What is needed:
Please arrange each line of the material below as a Markdown table with two columns, Row for the row number and Line for the line itself, and skip any blank lines. Leave the pictures out of the table.
+ + + +
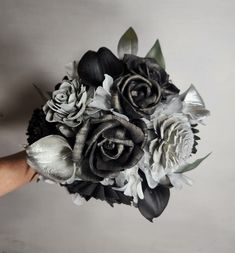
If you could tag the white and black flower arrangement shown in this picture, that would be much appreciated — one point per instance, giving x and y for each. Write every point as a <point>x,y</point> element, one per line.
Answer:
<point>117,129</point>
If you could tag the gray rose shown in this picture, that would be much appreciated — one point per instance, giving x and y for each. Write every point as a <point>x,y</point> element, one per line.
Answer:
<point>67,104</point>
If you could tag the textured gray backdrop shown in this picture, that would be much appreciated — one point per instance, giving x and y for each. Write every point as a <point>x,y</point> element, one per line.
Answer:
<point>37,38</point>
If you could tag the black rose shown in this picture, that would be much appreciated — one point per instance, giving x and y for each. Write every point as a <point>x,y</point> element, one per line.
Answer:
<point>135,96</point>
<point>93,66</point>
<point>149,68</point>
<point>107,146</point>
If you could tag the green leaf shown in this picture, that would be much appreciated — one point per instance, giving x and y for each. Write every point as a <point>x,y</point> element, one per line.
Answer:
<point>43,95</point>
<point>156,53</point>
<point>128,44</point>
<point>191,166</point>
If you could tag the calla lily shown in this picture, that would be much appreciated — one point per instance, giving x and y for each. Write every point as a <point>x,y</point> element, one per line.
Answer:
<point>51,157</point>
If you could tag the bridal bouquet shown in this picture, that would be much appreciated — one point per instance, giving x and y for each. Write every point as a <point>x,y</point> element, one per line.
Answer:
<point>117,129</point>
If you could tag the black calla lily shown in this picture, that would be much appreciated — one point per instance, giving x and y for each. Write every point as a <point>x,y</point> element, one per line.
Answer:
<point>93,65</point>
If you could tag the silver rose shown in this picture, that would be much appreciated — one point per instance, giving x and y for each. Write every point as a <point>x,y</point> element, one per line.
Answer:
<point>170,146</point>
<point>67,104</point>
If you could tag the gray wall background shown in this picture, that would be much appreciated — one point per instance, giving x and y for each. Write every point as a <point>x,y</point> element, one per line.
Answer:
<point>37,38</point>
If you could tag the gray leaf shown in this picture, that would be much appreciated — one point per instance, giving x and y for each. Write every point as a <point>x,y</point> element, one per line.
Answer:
+ + + +
Final result:
| Row | Line |
|---|---|
| 1 | If you could tag the white and black flower arrangement shown in this picture, that would be much appreciated — one point per instance, giving x and y for each. Write every point as a <point>x,y</point> element, one per line. |
| 2 | Answer: |
| 3 | <point>117,129</point> |
| 4 | If you could tag the gray rose shown in this picture, that would be much appreciated — one point per instance, giving x and y for each. Write every point as a <point>x,y</point> element, one per line. |
| 5 | Answer: |
| 6 | <point>67,104</point> |
| 7 | If you could tag the textured gray backdrop shown in this picture, that would be much appreciated — one point per instance, giving x and y for each. Write every point as a <point>x,y</point> element, one per line. |
| 8 | Answer: |
| 9 | <point>37,38</point> |
| 10 | If you could tag the black rose shown in this picture, that would be much appreciated — one point per instance, giving x and y for each. Write every point as a <point>x,y</point> element, one per line. |
| 11 | Answer: |
| 12 | <point>135,96</point> |
| 13 | <point>93,66</point> |
| 14 | <point>149,68</point> |
| 15 | <point>107,146</point> |
| 16 | If you could tag the green leaf shown in this picture, that would be much appreciated — one point per instance, giving x and y for each. Write every point as a <point>x,y</point> element, one per line. |
| 17 | Answer: |
| 18 | <point>43,95</point> |
| 19 | <point>156,53</point> |
| 20 | <point>128,44</point> |
| 21 | <point>191,166</point> |
| 22 | If you could tag the calla lily shown in this picture, that would be much appreciated — one point per instance, giving x and y for each. Write every point as a <point>x,y</point> element, one per line. |
| 23 | Answer: |
| 24 | <point>51,157</point> |
| 25 | If you could tag the bridal bouquet shown in this picture, that would be much appreciated — one point per instance, giving x and y for each. Write every point as a <point>x,y</point> element, one per line. |
| 26 | Answer: |
| 27 | <point>117,129</point> |
| 28 | If you could tag the black calla lily shown in this picture, that would be much appreciated — one point per instance, giving x and y for each. Write every point as a <point>x,y</point> element, one per line. |
| 29 | Answer: |
| 30 | <point>93,65</point> |
| 31 | If you could tag the silver rose shown in this picture, that would be much appreciated — one point per instance, giving x and y for each. Write every point as a <point>x,y</point> element, one per line. |
| 32 | Answer: |
| 33 | <point>170,146</point> |
| 34 | <point>67,104</point> |
| 35 | If you could tag the gray wall background shown in this picture, that would be much appreciated — one point per instance, giving x and y for each. Write every point as a <point>x,y</point> element, one per line. |
| 36 | Answer: |
| 37 | <point>37,38</point> |
| 38 | If you could tag the gray leaf shown in this picture, that would be much appreciated — one point per instance, giving x and y for each. Write every point as a <point>x,y</point> element, one per line. |
| 39 | Answer: |